** Tarefa a realizar **
Prossiga o texto sobre os direitos das crianças e o trabalho infantil, escrevendo a partir da última frase apresentada.

Significa que desde então, são respeitados os direitos das crianças? Nem por isso.

Numa ‘March Against Child Labour’ em Nova Iorque, a repórter pergunta a uma criança que acompanha os pais: «Sabes porque é que estás aqui?». O miúdo respondeu: «Sei, é para protestar contra o trabalho infantil dos meninos que são obrigados a fazer Nikes no Vietname». A repórter insistiu: «Tens pena desses meninos?». A criança concordou: «Sim, acho que os meninos do Vietname também deviam poder jogar na Playstation e ver televisão, depois da natação.» 


Estima-se que no Mali, 55% das crianças entre os 10 e os 14 anos trabalhem. No Brasil serão mais de 15% e no Bangladesh cerca de 1/3. No Quénia são mais de 40%. Na China, cerca de 10%. Em todo o terceiro mundo a fotografia é a mesma, o trabalho infantil é não só uma triste realidade, como é, muitas vezes, a normalidade.

Milhões de crianças vietnamitas trabalham, nos arrozais, nas sweatshops, em fábricas de vão de escada que fornecem multinacionais e, principalmente, em casa. Serão os pais vietnamitas gente sem coração nem amor pelos filhos?

É fácil para um europeu do século XXI manifestar a sua indignação por estes números e exigir medidas para banir o trabalho infantil. Infelizmente não é possível acabar com o trabalho infantil gritando em manifestações ou publicando decretos-lei. A solução, a única solução, é o tempo. É esperar que os países mais pobres se desenvolvam, enriqueçam, e que os pais das futuras gerações consigam alimentar os seus filhos sem precisar de sacrificar a sua infância.


A ideia de que se podem castigar os países/empresas onde há trabalho infantil, através de embargos comerciais, essa sim, constitui um crime contra a pobreza. O miúdo do Vietname que passa a noite a coser bolas para a Nike, subcontratado por um qualquer subcontratado de um subcontratado da Nike, é invejado pelo filho do vizinho que trabalha 10 horas por dia nos arrozais ou nas minas e que também gostava mais de coser bolas em casa. Não só pagam melhor, como é uma bênção para os pais vietnamitas ter um filho a trabalhar em casa.

Se o ocidente decide impedir a importação de produtos vietnamitas por causa do trabalho infantil, está apenas a tirar os miúdos de casa e a mandá-los de volta para os arrozais. A alternativa nunca é a Playstation ou o computador. É apenas mais pobreza e mais trabalho.

“Apesar de todas as imperfeições, Portugal ainda vai sendo nesta matéria, um exemplo para muitos países do mundo.”


“Mas sim, há imperfeições. A prova disso é que o Instituto de Apoio à Criança recebe diariamente cerca de 10 pedidos de ajuda, muitos deles feitos por crianças que se sentem desamparadas e fragilizadas emocionalmente.” Refere Manuel Coutinho, Secretário- Geral do Instituto de Apoio à Criança (IAC). “A análise da situação da infância em Portugal caracteriza-se por um conjunto de avanços, impasses e retrocessos, desassossegos e desafios, na afirmação dos direitos da criança. A título de exemplo, pode-se referir que Portugal foi um dos primeiros países a aprovar uma Lei de Protecção à Infância em 1911, a consagrar na Constituição da República de 1976, como direitos fundamentais, a infância e a ratificar a Convenção dos Direitos da Criança em 1990. Contudo, muitos compromissos permanecem incumpridos, não porque os direitos das crianças sejam demasiado ambiciosos, inatingíveis ou tecnicamente impossíveis de aplicar, mas porque a agenda da infância não é ainda considerada como uma prioridade política, económica e social. Este facto é ilustrativo de uma sociedade em tensão entre os seus discursos oficiais sobre os direitos da criança e a acção na área das políticas para a infância. Vivemos apreensivos o início deste novo século porque as crianças são um dos grupos sociais que mais sofrem com a crise.” Continua.

** Dados apresentados **
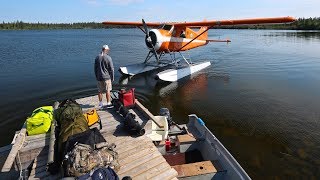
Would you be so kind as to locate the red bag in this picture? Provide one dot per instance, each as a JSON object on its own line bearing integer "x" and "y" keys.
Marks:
{"x": 127, "y": 98}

** Resposta ao exercício **
“Só em 2016, o IAC recebeu 2.392 pedidos de ajuda feitos por crianças, pais, familiares ou vizinhos, mais 525 do que no ano anterior.”


"As crianças utilizam a linha de apoio para apresentar situações que as preocupam, que lhes causam dúvidas existenciais e o SOS-Criança é um dos poucos serviços que lhes dá voz na primeira pessoa", explica Manuel Coutinho que refere ainda que "as problemáticas" mais preocupantes são "as situações das crianças em perigo, em risco, e abusadas sexualmente, mas também as crianças que precisam só de falar com alguém.”

Sobre os novos desafios oferecidos pela acesso constante à Internet este responsável frisou que “Hoje em dia, quando aparecem situações preocupantes de desafios online perigosos e que fazem até algum terrorismo na vida das crianças. Temos de perceber que estes 'jogos' aparecem porque as crianças estão muito instáveis emocionalmente".

Na totalidade dos apelos recebidos em 2016 na linha SOS-Criança (116.111), foram identificadas 1.148 crianças, 41% das quais com idades entre os sete e os 13 anos e 28% dos zero aos seis anos. Em relação às problemáticas que chegaram ao SOS Crianças no ano passado, Manuel Coutinho apontou a negligência, ou seja, "o mau trato não intencional", como a questão mais relevante.

“Destes casos de violência doméstica resultam muitas situações de absentismo e/ou abandono escolar”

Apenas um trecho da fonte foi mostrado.